> [Work order]:
Retype the full dance review below word for word, without changing anything.

> [Supplied text]:
The man of the hour is principal dancer Joseph Walsh. He infuses all that he dances with a piquancy not often present in dance men.  It in no way detracts from the masculine quality of his work but serves to enhance it. It shows up as a counterintuitive stamina as he shivers through a moist solo replete with Swan Lake foot beats, or simmers through his pas de deux with the enchanting Wanting Zhao in Swimmer. It makes itself at home in his attack in Symphony #9’s walloping gallops. He never uses it to upstage a partner, having discovered early on that honoring one’s partner has its rich rewards.

The ghost that haunts the otherwise enchanting “Wooden Dimes” lives in the space between the trappings it purports to lament, and hidden traps the conceptualization falls into. Originally conceived of as a live debut at the Orpheum Theater, it is the only work of the three that was made for film. It retains the vaudeville frame and art deco flourishes that were meant to fold into the Orpheum’s decor.

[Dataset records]
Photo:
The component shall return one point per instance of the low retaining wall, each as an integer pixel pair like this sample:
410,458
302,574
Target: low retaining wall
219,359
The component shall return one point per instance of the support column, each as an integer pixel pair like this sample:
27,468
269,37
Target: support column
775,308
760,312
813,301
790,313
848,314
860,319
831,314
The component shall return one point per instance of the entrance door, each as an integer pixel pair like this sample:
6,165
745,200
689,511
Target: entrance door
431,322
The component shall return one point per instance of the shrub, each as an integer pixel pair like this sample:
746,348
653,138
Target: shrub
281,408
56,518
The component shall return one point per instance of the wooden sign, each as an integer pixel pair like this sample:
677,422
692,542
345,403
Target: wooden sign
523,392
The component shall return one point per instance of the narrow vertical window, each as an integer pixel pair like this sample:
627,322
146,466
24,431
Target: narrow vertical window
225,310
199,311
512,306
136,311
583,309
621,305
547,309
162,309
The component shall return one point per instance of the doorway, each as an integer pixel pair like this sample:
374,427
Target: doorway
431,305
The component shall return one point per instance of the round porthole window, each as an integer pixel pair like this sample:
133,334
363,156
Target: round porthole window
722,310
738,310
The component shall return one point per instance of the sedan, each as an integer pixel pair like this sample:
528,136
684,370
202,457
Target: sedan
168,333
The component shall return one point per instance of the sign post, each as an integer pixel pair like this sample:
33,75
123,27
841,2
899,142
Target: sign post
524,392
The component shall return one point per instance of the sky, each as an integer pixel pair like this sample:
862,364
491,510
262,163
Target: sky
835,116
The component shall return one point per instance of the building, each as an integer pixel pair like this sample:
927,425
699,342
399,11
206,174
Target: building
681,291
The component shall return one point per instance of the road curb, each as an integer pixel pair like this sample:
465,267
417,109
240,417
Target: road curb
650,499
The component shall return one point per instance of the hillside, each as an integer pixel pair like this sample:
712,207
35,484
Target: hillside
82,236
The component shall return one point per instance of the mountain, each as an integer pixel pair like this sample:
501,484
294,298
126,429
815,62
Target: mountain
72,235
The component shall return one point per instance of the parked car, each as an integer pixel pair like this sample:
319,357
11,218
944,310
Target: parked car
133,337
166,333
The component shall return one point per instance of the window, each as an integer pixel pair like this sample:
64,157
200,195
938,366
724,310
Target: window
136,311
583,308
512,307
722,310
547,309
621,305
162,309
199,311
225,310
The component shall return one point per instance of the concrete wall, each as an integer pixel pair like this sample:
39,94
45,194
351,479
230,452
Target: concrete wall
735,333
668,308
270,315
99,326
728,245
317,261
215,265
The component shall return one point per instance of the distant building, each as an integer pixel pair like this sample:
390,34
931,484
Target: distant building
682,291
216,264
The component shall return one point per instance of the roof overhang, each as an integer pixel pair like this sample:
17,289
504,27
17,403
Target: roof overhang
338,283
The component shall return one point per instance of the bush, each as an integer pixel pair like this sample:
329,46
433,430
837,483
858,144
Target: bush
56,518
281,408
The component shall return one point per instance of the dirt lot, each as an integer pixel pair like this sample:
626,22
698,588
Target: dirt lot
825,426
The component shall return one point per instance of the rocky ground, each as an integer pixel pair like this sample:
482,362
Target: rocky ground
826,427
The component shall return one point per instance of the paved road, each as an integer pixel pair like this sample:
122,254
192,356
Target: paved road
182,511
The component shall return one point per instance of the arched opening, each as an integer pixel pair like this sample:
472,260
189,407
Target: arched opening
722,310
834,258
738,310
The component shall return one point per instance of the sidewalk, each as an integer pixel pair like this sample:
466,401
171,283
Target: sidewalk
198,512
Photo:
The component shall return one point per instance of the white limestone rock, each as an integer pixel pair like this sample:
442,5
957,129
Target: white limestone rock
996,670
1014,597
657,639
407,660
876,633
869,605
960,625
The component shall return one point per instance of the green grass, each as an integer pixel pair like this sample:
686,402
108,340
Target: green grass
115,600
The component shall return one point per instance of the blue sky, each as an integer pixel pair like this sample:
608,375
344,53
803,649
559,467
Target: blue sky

> [Completed task]:
The man of the hour is principal dancer Joseph Walsh. He infuses all that he dances with a piquancy not often present in dance men.  It in no way detracts from the masculine quality of his work but serves to enhance it. It shows up as a counterintuitive stamina as he shivers through a moist solo replete with Swan Lake foot beats, or simmers through his pas de deux with the enchanting Wanting Zhao in Swimmer. It makes itself at home in his attack in Symphony #9’s walloping gallops. He never uses it to upstage a partner, having discovered early on that honoring one’s partner has its rich rewards.

The ghost that haunts the otherwise enchanting “Wooden Dimes” lives in the space between the trappings it purports to lament, and hidden traps the conceptualization falls into. Originally conceived of as a live debut at the Orpheum Theater, it is the only work of the three that was made for film. It retains the vaudeville frame and art deco flourishes that were meant to fold into the Orpheum’s decor.